WRITTEN REQUEST — Skip every picture and transcribe the remaining material exactly.

** BEGIN **

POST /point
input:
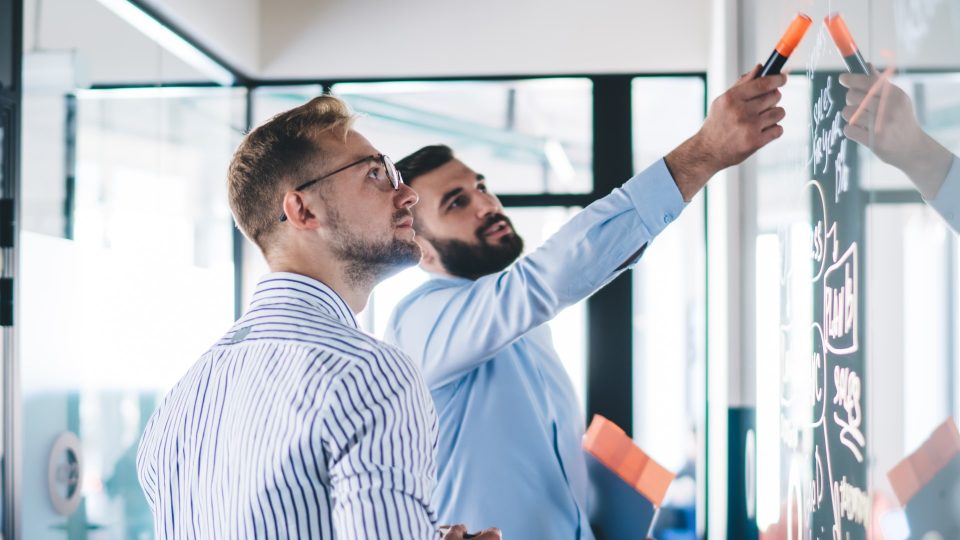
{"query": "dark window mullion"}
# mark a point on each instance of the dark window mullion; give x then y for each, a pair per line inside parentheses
(609, 311)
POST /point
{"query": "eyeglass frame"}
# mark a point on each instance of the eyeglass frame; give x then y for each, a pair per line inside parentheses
(395, 179)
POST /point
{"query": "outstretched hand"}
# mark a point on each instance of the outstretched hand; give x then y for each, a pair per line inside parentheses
(742, 120)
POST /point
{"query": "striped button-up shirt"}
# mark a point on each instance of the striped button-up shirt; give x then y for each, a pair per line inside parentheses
(295, 425)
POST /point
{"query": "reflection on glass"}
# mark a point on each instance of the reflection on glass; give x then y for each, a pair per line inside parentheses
(856, 294)
(104, 326)
(531, 136)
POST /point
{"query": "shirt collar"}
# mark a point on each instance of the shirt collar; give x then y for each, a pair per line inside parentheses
(278, 286)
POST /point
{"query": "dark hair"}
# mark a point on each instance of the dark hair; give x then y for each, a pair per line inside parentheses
(423, 161)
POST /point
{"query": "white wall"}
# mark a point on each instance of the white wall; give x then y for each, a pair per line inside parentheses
(384, 38)
(229, 28)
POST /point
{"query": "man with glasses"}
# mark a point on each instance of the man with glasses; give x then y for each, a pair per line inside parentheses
(296, 424)
(510, 422)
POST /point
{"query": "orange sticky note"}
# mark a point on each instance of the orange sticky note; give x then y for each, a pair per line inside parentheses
(910, 475)
(611, 446)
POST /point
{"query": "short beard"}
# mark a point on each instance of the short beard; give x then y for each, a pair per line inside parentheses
(370, 262)
(474, 260)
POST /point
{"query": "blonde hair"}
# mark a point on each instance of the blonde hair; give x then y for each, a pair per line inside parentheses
(275, 157)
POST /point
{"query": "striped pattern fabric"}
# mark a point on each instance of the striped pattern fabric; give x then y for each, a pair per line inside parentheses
(295, 425)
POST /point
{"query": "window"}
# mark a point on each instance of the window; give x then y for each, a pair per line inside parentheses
(668, 307)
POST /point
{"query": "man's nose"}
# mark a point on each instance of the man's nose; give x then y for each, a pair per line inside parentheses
(406, 197)
(486, 205)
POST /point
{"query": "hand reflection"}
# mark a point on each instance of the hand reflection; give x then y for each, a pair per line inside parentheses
(884, 121)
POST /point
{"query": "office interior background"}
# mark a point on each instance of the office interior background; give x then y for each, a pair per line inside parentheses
(121, 263)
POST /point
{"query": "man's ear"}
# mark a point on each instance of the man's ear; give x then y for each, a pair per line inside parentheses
(303, 212)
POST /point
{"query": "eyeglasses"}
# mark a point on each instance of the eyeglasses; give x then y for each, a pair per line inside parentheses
(393, 175)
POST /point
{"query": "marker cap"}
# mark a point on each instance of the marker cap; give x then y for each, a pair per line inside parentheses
(795, 32)
(840, 34)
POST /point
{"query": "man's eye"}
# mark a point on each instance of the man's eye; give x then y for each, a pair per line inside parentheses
(458, 202)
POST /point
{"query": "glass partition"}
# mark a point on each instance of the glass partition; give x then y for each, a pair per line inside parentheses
(126, 257)
(856, 283)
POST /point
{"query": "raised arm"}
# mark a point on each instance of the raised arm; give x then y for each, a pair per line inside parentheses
(451, 329)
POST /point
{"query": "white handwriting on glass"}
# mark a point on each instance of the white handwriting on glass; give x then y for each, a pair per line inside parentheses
(847, 383)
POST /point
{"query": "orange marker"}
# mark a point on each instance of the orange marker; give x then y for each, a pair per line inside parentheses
(844, 41)
(791, 38)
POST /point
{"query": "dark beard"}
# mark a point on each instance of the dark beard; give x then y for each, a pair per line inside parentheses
(474, 260)
(369, 262)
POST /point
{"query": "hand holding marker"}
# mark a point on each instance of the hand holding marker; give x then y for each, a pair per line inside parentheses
(791, 38)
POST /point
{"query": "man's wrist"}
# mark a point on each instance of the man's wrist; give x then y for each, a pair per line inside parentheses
(691, 165)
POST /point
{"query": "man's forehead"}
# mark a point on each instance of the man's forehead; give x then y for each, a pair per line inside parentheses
(353, 144)
(447, 176)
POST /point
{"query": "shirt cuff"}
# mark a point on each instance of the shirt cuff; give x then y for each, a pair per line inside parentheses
(655, 195)
(947, 201)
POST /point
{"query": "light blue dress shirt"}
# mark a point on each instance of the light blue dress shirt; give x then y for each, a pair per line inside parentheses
(509, 452)
(947, 201)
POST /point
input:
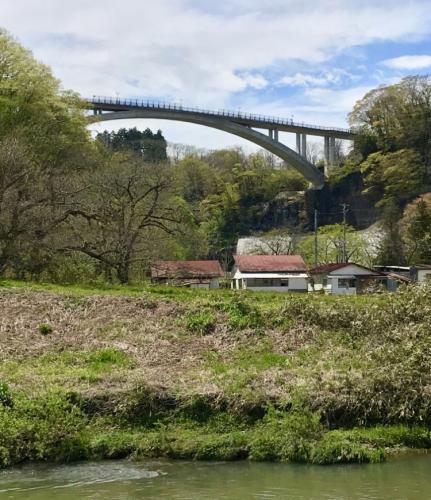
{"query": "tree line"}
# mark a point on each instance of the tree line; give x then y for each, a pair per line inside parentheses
(77, 208)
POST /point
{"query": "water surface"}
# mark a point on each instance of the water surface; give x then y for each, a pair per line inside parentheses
(407, 478)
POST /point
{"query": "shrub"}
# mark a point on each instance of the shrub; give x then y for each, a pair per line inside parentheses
(202, 322)
(5, 395)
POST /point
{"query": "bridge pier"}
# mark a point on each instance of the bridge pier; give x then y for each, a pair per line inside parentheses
(304, 145)
(332, 150)
(326, 150)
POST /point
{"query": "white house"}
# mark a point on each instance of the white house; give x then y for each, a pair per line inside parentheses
(346, 278)
(279, 273)
(421, 272)
(189, 273)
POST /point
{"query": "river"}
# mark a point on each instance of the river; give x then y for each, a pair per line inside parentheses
(407, 478)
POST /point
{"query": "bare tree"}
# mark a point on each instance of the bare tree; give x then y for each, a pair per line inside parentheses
(277, 243)
(113, 219)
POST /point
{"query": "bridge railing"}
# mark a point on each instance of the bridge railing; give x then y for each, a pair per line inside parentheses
(152, 104)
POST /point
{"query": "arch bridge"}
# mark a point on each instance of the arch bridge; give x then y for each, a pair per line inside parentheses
(237, 123)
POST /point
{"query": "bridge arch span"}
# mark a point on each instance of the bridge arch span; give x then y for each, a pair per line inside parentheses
(291, 157)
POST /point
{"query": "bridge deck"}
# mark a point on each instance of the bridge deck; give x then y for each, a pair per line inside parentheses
(246, 119)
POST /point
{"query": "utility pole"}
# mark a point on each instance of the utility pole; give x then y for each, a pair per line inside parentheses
(315, 238)
(344, 205)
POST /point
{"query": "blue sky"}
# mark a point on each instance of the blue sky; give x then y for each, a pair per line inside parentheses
(286, 58)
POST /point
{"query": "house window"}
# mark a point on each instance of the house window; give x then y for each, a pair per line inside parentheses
(347, 283)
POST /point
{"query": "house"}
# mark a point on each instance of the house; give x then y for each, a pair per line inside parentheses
(191, 273)
(420, 273)
(346, 278)
(279, 273)
(396, 276)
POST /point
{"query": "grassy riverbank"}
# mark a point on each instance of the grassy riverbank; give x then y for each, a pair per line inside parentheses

** END **

ANSWER TO THE EXERCISE —
POST /point
input:
{"query": "dark window mullion"}
# mark a point on each instance of the dark window mullion; give x then y for each, a pair per line inside parentheses
(609, 311)
POST /point
{"query": "eyeglass frame"}
# mark a point on each instance of the eyeglass frame; give x then y for each, a pair per line inside parentheses
(395, 179)
POST /point
{"query": "outstretched hand"}
# mark a point on each instance of the outstretched hand; give x then y for each, a pair per line inside parentheses
(742, 120)
POST /point
{"query": "striped button-up shirt"}
# mark a point on each instance of the striped button-up shirt; give x then y for each, a pair per line inside parentheses
(295, 425)
POST /point
{"query": "reflection on glass"}
# mark a point on each instance of the reflection on glass; give x then y for each, a pair per line inside parentheses
(856, 294)
(104, 326)
(531, 136)
POST /point
{"query": "shirt collar"}
# mark a point on each instance of the shirt collar; give x then y for each, a pair per line inside parentheses
(278, 286)
POST /point
{"query": "dark hair"}
# mark a point on each instance of the dark hair; give x then y for each, a pair per line inside parentheses
(423, 161)
POST /point
{"query": "white wall"}
# mark a point on each instance of the white wall; give x then y for each, a pair per line inside parentheses
(384, 38)
(229, 28)
POST /point
{"query": "man with glasses"}
# mark a point on each instance of the man with glasses; give x then y for each, a pair per line inside parentheses
(296, 424)
(510, 422)
POST /point
{"query": "orange sticky note"}
# mark a point on each instance of the orange sticky note; give x then y for each, a pair per line inside parentheses
(910, 475)
(611, 446)
POST /point
{"query": "short beard"}
# mark a point on each instance of the short beard; give x then y for each, a pair per line inside parentheses
(370, 262)
(474, 260)
POST /point
{"query": "blonde hair"}
# mark a point on each instance of the blonde hair; give x then y for each, a pair per line inside parentheses
(275, 157)
POST /point
{"query": "striped pattern fabric"}
# mark a point on each instance of the striped pattern fabric; give x then y for each, a pair per line inside parentheses
(295, 425)
POST /point
{"query": "window"}
# mark a point on each instance of the window; give x then y for each, a pair per line inside parentheses
(668, 307)
POST /point
{"query": "man's nose"}
# mark a point on each instance of the man's nose; give x then y for each, a pair per line inside parentheses
(406, 197)
(486, 205)
POST /point
{"query": "hand reflection"}
# mark a point on each instance of the hand reflection; give x then y for each, a pair per line inside parentheses
(884, 121)
POST /point
{"query": "office interior background"}
# mark a point on each instance of the office interior background; give x then y for each, a pair per line inside parentheses
(121, 263)
POST /point
{"query": "man's ear"}
# mark a point on each instance of the man's ear; give x then y for each, a pair per line inside parentheses
(303, 212)
POST /point
{"query": "eyeglasses"}
# mark a point on each instance of the eyeglasses; give x then y for each, a pair per line inside parentheses
(393, 175)
POST /point
{"query": "marker cap"}
# mark a point on each instance of the marker cap; give x then y for each, a pair per line inside parentheses
(795, 32)
(840, 34)
POST /point
{"query": "man's eye"}
# mark a point on each instance of the man's eye; give x then y for each, a pair per line inside parentheses
(458, 202)
POST /point
{"query": "glass partition"}
# mark a point on each instance of the glass partition; give x then y for each, a pair per line inside parentheses
(126, 257)
(856, 283)
POST /point
{"query": "raised arm"}
# mark a point on each instance of the raised arm; give x then y for each, a pair per line inside parentheses
(451, 329)
POST /point
{"query": "white handwriting on glass"}
# mark a point on each instance of the white handwriting on glass; give x then y for each, a pair per line inside parentheses
(847, 383)
POST /point
{"query": "orange marker"}
# mark a point on each instance of the orange marker; give x then y for each, a pair per line inside parentheses
(844, 41)
(791, 38)
POST /point
{"query": "dark beard"}
# mark a point on each instance of the dark beard; give x then y for each, a pair per line inside parentheses
(474, 260)
(369, 262)
POST /point
{"query": "hand holding marker"}
# mark a point on each instance of the hand holding marker; give x then y for each, a pair per line inside parentheses
(791, 38)
POST /point
{"query": "man's wrist"}
# mark a point on each instance of the man's wrist; give x then y for each, a pair per line inside parentheses
(691, 165)
POST /point
{"query": "man's forehead"}
# mark a point on each instance of the man's forehead; give x then y for each, a pair per line inside parentheses
(353, 144)
(447, 176)
POST /point
{"query": "shirt cuff"}
# mark a point on each instance of the shirt cuff; give x then y for each, a pair per line inside parentheses
(655, 195)
(947, 201)
POST /point
{"query": "light blue dress shirt"}
# mark a point on each instance of the light blue dress shirt; give x then y for each, a pair per line inside parentheses
(509, 452)
(947, 201)
POST /point
input:
{"query": "tree line"}
# mark a point on each instance of the tree line; give x then y for each, a pair per line inside parentheses
(77, 208)
POST /point
{"query": "water surface"}
# mark a point on each instance of the water surface; give x then y for each, a pair per line inside parentheses
(407, 478)
POST /point
{"query": "shrub"}
# mark a point on each instance of the shrub; give x then y for each, a pair per line inside parentheses
(202, 322)
(5, 395)
POST /point
{"query": "bridge pier"}
# mark a point on each instance of the bridge pier; give x then y for each, a pair per line inside parentheses
(304, 145)
(332, 150)
(326, 150)
POST /point
{"query": "white house"}
# mark a point on each instance of the white house; give x then y for each, a pair per line inside parentheses
(346, 278)
(279, 273)
(421, 272)
(189, 273)
POST /point
{"query": "river"}
# mark a point on each instance of the river; give x then y for each, a pair per line inside parentheses
(407, 478)
POST /point
{"query": "bare tree"}
# mark a point on each instance of the bare tree; give x then y for each, a pair per line inside parentheses
(277, 243)
(113, 219)
POST /point
{"query": "bridge railing"}
# mark a point on each instance of the bridge railing; give x then y for each, a pair per line inside parentheses
(152, 104)
POST /point
{"query": "arch bridge"}
# mark a point on each instance of the arch bridge; give x then y for each, a pair per line inside parentheses
(237, 123)
POST /point
{"query": "bridge arch span"}
# mark a point on each instance of the bridge arch span; give x then y for each, a pair per line inside parentheses
(291, 157)
POST /point
{"query": "bridge deck"}
# mark a point on each instance of the bridge deck; give x then y for each, a pair per line inside parentheses
(246, 119)
POST /point
{"query": "utility pole"}
# mark a point on each instance of the utility pole; give x then y for each, a pair per line inside parentheses
(315, 238)
(344, 205)
POST /point
{"query": "blue sky"}
# mark a point on each instance of the blue sky; give x then y for each, a pair per line inside parentheses
(286, 58)
POST /point
{"query": "house window"}
# mark a point on each instance of the house window; give x then y for each, a pair per line inside parentheses
(347, 283)
POST /point
{"query": "house"}
# mark a point on each instance of the house; give x then y for each, a pair per line inside parentheses
(191, 273)
(420, 273)
(346, 278)
(279, 273)
(396, 276)
POST /point
{"query": "grassy riverbank"}
# mark a point on each instance of the grassy riverbank; give x then y for each, a pair per line inside parentheses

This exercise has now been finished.